▶ _Stored data_:

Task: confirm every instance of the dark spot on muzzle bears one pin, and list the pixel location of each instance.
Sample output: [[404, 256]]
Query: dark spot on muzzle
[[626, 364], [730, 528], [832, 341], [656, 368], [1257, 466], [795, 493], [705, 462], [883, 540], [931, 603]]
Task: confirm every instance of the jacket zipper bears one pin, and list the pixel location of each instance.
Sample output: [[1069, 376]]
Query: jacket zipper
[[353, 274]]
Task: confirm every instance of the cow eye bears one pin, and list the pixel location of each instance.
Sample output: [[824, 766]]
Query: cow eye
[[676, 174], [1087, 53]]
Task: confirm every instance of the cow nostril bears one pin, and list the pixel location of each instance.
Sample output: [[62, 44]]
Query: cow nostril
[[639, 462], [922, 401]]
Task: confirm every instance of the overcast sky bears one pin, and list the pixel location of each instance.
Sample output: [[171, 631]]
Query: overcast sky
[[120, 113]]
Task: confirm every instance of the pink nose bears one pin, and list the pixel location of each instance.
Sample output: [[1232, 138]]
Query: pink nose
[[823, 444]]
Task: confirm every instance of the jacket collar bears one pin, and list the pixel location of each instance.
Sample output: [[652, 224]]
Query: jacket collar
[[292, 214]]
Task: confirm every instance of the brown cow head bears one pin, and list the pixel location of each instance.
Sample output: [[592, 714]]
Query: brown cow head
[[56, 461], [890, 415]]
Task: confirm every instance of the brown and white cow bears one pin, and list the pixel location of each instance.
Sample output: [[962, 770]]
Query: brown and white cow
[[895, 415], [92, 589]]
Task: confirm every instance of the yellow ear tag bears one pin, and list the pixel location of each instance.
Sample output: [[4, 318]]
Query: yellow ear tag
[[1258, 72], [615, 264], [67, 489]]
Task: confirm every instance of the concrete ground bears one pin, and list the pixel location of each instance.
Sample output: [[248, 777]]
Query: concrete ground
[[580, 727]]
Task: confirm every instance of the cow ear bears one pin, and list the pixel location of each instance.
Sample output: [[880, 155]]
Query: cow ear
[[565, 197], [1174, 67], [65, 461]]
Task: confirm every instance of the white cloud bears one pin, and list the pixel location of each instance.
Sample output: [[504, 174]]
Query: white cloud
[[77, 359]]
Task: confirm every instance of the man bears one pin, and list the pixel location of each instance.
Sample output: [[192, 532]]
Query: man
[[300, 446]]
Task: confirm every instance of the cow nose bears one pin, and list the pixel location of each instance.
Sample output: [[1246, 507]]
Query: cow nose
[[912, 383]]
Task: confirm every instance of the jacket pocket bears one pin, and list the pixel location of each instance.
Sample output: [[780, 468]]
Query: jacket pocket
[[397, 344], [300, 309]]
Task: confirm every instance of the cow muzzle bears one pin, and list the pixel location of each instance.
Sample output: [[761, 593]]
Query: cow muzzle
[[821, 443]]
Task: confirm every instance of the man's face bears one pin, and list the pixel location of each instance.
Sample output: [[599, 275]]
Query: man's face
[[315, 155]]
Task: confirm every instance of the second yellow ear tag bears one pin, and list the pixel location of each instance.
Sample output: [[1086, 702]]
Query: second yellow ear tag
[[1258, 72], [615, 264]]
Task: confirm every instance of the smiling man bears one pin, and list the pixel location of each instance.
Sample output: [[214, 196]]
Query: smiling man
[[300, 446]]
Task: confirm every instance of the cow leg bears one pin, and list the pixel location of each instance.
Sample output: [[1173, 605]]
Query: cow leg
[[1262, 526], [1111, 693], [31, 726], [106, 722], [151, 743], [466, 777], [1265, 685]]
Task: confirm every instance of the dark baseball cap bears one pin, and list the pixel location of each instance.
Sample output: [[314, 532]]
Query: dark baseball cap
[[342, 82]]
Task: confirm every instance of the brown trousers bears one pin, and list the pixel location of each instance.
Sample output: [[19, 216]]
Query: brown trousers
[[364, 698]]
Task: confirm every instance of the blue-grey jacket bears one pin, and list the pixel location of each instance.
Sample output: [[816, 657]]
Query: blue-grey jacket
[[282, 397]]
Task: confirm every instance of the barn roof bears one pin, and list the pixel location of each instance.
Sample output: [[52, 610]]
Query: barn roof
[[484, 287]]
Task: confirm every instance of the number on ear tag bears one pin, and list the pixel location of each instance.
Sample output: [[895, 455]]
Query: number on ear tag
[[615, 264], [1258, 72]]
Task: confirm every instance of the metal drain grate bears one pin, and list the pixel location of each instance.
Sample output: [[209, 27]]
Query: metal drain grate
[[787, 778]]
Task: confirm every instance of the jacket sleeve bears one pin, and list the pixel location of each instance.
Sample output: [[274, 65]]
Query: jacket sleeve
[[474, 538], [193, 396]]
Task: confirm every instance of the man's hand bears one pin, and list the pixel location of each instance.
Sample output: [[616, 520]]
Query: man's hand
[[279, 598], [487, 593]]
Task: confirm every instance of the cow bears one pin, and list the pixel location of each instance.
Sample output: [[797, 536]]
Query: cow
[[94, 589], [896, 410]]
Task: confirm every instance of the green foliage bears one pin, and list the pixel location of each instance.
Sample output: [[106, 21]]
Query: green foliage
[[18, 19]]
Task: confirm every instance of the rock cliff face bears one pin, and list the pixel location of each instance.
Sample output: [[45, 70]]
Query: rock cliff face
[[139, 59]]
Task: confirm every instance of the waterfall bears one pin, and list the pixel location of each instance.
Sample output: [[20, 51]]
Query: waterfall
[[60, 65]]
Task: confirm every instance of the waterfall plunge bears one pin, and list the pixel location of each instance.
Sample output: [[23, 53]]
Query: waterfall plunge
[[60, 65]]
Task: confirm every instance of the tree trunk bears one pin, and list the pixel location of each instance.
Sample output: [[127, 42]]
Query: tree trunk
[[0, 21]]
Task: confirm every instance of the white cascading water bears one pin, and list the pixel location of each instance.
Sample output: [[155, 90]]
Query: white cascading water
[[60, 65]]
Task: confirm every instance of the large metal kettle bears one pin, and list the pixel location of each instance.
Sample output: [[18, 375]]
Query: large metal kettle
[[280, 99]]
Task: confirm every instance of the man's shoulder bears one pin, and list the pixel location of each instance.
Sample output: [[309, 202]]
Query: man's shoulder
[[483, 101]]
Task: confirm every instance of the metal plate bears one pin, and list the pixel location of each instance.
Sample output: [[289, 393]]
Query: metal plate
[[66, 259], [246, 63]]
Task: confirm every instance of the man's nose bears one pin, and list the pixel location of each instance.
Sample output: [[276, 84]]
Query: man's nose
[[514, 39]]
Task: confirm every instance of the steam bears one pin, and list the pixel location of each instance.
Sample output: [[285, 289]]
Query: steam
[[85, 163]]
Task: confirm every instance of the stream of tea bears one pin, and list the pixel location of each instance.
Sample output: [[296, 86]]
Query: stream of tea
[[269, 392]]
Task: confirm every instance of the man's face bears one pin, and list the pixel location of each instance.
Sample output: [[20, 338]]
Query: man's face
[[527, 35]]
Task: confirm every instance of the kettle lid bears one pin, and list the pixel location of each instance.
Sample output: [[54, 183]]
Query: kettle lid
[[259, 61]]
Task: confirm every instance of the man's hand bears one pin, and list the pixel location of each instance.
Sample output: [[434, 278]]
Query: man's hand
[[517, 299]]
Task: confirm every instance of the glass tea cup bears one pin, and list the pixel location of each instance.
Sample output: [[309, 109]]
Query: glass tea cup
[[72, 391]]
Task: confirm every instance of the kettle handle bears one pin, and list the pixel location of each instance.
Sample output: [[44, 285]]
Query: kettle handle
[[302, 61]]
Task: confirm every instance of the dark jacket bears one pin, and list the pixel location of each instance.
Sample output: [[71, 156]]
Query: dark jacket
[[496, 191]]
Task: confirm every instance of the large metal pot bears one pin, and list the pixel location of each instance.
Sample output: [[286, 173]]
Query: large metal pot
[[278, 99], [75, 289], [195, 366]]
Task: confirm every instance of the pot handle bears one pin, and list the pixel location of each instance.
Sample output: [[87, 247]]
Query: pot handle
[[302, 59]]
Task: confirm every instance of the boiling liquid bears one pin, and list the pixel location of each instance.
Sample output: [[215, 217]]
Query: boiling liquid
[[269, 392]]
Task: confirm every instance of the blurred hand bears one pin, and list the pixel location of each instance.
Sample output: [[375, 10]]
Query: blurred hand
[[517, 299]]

▶ _What to do_: Reproduce exactly the lines from the one containing "Task: confirm every instance of the boiling" through the last line of the records, both included, and nothing else.

▶ _Solution for this problem_:
Task: confirm every instance of the boiling liquid bears one pin, and list the pixel location of each instance.
Sample output: [[215, 217]]
Query: boiling liquid
[[269, 392]]
Task: confirm every instance of the blurred hand bears one pin, and list the pixel location of each instance.
Sample output: [[375, 10]]
Query: blurred hand
[[517, 299]]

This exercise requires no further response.